__Aim of the task__: Please reproduce every one of the items below word for word, leaving the pictures out of your answer.

[Records]
::::

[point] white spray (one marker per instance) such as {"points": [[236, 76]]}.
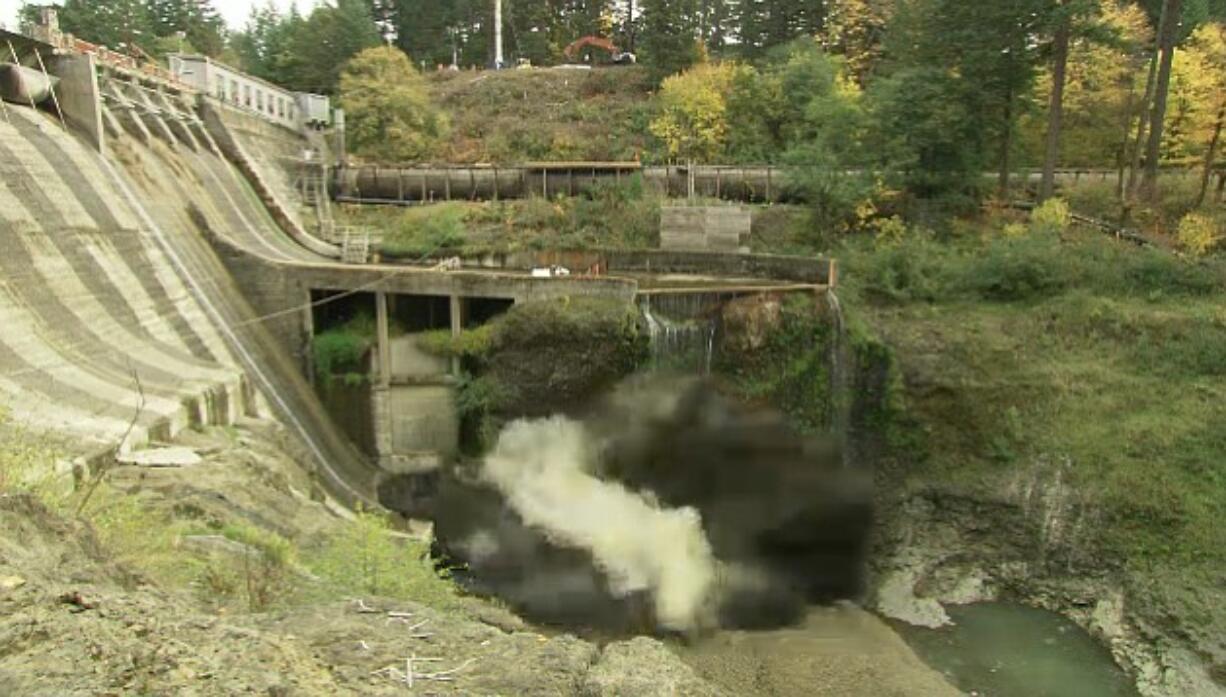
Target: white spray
{"points": [[543, 468]]}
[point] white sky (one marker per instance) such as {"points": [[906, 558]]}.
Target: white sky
{"points": [[236, 11]]}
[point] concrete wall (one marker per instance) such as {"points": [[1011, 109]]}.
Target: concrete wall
{"points": [[79, 96], [704, 228], [411, 364], [240, 91], [265, 153], [613, 261]]}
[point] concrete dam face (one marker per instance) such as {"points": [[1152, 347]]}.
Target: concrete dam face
{"points": [[115, 305]]}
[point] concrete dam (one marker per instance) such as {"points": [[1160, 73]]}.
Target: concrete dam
{"points": [[162, 271]]}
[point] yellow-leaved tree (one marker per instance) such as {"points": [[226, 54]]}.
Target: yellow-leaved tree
{"points": [[693, 112], [389, 114], [1105, 81], [1198, 90]]}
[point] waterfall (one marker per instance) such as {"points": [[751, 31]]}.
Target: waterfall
{"points": [[682, 332], [840, 390]]}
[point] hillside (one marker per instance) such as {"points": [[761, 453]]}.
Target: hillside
{"points": [[520, 115]]}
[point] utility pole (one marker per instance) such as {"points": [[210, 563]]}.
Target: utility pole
{"points": [[498, 34]]}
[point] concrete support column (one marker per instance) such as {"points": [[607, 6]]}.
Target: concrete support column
{"points": [[380, 413], [383, 339], [456, 327]]}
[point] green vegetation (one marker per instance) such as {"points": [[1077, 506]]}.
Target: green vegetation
{"points": [[365, 557], [341, 352], [389, 115], [791, 369], [540, 358], [1021, 352], [526, 115], [624, 214]]}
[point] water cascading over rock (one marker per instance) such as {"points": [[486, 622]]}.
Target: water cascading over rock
{"points": [[682, 331]]}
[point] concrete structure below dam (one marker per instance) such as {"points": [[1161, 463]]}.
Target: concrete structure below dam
{"points": [[161, 271], [748, 184]]}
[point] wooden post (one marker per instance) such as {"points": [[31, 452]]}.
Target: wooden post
{"points": [[456, 327], [383, 338]]}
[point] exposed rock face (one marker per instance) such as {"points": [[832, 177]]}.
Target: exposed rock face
{"points": [[644, 668], [748, 322]]}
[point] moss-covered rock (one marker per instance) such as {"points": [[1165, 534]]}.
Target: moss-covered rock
{"points": [[558, 354]]}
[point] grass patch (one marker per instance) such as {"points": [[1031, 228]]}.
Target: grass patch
{"points": [[365, 559], [608, 214], [519, 115]]}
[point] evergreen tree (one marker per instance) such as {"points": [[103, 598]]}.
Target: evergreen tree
{"points": [[856, 30], [196, 21], [320, 45], [765, 23], [670, 36], [264, 45], [114, 23], [426, 31]]}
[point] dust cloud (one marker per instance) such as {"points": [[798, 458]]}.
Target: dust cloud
{"points": [[546, 472], [670, 506]]}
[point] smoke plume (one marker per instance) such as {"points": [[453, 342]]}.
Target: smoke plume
{"points": [[668, 506], [544, 470]]}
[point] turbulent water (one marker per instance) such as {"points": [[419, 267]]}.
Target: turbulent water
{"points": [[1010, 651], [682, 338]]}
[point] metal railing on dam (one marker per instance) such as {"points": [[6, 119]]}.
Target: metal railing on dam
{"points": [[750, 184]]}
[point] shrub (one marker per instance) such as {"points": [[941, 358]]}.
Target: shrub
{"points": [[27, 463], [364, 556], [424, 230], [341, 352], [266, 571], [1052, 216], [1199, 234], [1016, 268]]}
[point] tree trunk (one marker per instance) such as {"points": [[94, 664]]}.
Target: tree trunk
{"points": [[1056, 112], [1211, 156], [1162, 90], [1143, 118], [1122, 154], [1007, 146]]}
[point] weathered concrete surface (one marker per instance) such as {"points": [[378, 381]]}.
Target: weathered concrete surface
{"points": [[97, 331], [704, 228], [79, 94], [265, 153]]}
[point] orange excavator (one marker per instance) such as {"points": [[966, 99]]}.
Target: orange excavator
{"points": [[617, 55]]}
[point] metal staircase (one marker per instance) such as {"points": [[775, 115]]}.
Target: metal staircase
{"points": [[356, 243]]}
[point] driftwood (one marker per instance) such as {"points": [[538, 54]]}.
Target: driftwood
{"points": [[410, 674]]}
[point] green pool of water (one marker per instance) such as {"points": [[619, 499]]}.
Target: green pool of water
{"points": [[998, 649]]}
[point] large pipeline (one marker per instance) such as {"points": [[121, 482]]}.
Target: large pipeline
{"points": [[378, 184], [386, 184]]}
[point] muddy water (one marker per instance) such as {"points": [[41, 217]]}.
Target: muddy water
{"points": [[997, 649], [839, 651]]}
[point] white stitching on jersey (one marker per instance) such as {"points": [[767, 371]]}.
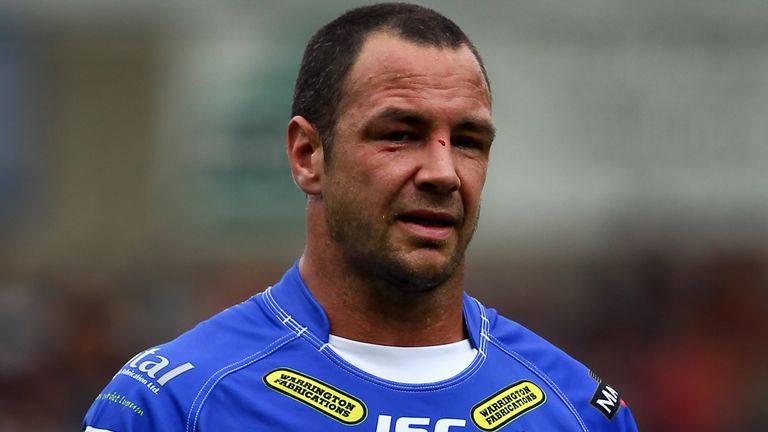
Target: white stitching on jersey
{"points": [[275, 345], [544, 377]]}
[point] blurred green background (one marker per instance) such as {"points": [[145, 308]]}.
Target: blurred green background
{"points": [[144, 186]]}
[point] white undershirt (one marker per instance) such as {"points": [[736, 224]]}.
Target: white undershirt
{"points": [[413, 365]]}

::::

__Written response__:
[point] white spray (one marker per instance) such as {"points": [[236, 76]]}.
Target: white spray
{"points": [[543, 468]]}
[point] white sky (one marker per instance) such as {"points": [[906, 558]]}.
Target: white sky
{"points": [[236, 11]]}
[point] concrete wall (one marker per instance) such as {"points": [[1011, 109]]}.
Target: concrete wall
{"points": [[79, 96], [704, 228], [411, 364], [240, 91], [265, 153], [613, 261]]}
[point] concrete dam face (one marker per instance) such as {"points": [[1152, 347]]}.
Target: concrete dam face
{"points": [[115, 305]]}
[point] concrete dam (one marker per instance) such as {"points": [[1160, 73]]}.
Target: concrete dam
{"points": [[162, 271]]}
[point] yellow-leaved tree (one marker per instance) such as {"points": [[226, 54]]}.
Target: yellow-leaved tree
{"points": [[693, 112], [389, 114], [1105, 81], [1198, 90]]}
[point] waterfall (one marker per instance) such as {"points": [[751, 31]]}.
Target: waterfall
{"points": [[682, 332], [840, 390]]}
[point] hillside (one marker per instance) such as {"points": [[761, 453]]}.
Target: hillside
{"points": [[520, 115]]}
[point] utility pole (one marker per instance) such as {"points": [[210, 563]]}.
Target: utility pole
{"points": [[498, 34]]}
[point] concrete support column (one marker per instance) such as {"points": [[607, 6]]}.
Target: concrete support column
{"points": [[380, 413], [383, 339], [456, 327]]}
[point] green vegetation (one marker per instance) such as {"points": [[1077, 506]]}.
Target: green vegetation
{"points": [[365, 557], [341, 352], [389, 115], [791, 369], [540, 358], [1021, 352], [526, 115], [624, 214]]}
[point] water cascading over rock (one marker per instance) such as {"points": [[486, 622]]}.
Target: water cascading over rock
{"points": [[682, 331]]}
[point] concrete structure below dam (one marker per instance) such as {"points": [[1161, 463]]}.
Target: concrete structure below dam
{"points": [[161, 271], [748, 184]]}
[point] wooden post (one marker per instance) such as {"points": [[31, 452]]}.
Target: wooden post
{"points": [[456, 327], [383, 338]]}
[point] exposed rock face (one marker per instance) such as {"points": [[832, 177]]}.
Target: exposed rock face
{"points": [[644, 668], [748, 322]]}
[point] moss-covered rock (one marker per instance) such as {"points": [[1165, 534]]}.
Target: moss-covered rock
{"points": [[558, 354]]}
[point] grass patch (one marker per instance) such as {"points": [[1031, 228]]}.
Target: grass patch
{"points": [[365, 559], [608, 214], [519, 115]]}
[point] evergreen tree (one marker per instance) such as {"points": [[103, 598]]}.
Target: evergreen tree
{"points": [[856, 30], [196, 21], [320, 45], [765, 23], [670, 36], [264, 45], [114, 23], [426, 31]]}
[point] dust cloud (one marker per instance) such as {"points": [[798, 458]]}.
Target: dust cloud
{"points": [[546, 472], [670, 506]]}
[point] smoke plume (one marker per instance) such as {"points": [[453, 342]]}.
Target: smoke plume
{"points": [[668, 506], [544, 470]]}
[point] turbulent water (one marker per instance) such as {"points": [[419, 267]]}.
Target: turbulent water
{"points": [[1010, 651], [682, 338]]}
[point] metal railing on dam (one marker per instance) such as {"points": [[6, 119]]}.
Target: metal railing on dam
{"points": [[750, 184]]}
[point] shrub (one marker per instance) such as {"points": [[941, 358]]}.
Target: shrub
{"points": [[27, 463], [364, 556], [424, 230], [341, 352], [266, 571], [1052, 216], [1199, 234], [1016, 268]]}
[point] tree trunk (one marker per instance) such as {"points": [[94, 664]]}.
Target: tree trunk
{"points": [[1056, 112], [1211, 156], [1162, 90], [1143, 118], [1122, 154], [1007, 146]]}
[point] weathered concrete surface (one marker per instance) such as {"points": [[378, 381]]}.
Target: weathered concrete surface
{"points": [[97, 331], [704, 228], [79, 94], [265, 153]]}
[point] orange excavator (one marker per instance) such as {"points": [[966, 99]]}.
Target: orange excavator
{"points": [[617, 55]]}
[point] metal staircase (one marker per instance) such as {"points": [[775, 115]]}.
Target: metal staircase
{"points": [[356, 243]]}
[point] driftwood (one marker per instance) such as {"points": [[538, 54]]}.
Target: driftwood
{"points": [[410, 674]]}
[point] green pool of water (one marker per instance) such as {"points": [[619, 499]]}.
Target: green pool of water
{"points": [[998, 649]]}
[point] large pipeline (one marker per instance) such as {"points": [[121, 482]]}.
Target: large pipeline
{"points": [[378, 184], [386, 184]]}
[point] muddy water (one marker per instance) such as {"points": [[41, 217]]}.
Target: muddy water
{"points": [[997, 649], [839, 651]]}
[point] white stitching on jersey (one marker per instance) such as {"points": [[767, 371]]}.
Target: white stitching on jersey
{"points": [[275, 345], [544, 377]]}
[point] blurred green background (one marker per instance) such as {"points": [[145, 308]]}.
Target: blurred green background
{"points": [[144, 186]]}
[point] white undershirt (one marker per instance) such as {"points": [[736, 224]]}.
Target: white undershirt
{"points": [[413, 365]]}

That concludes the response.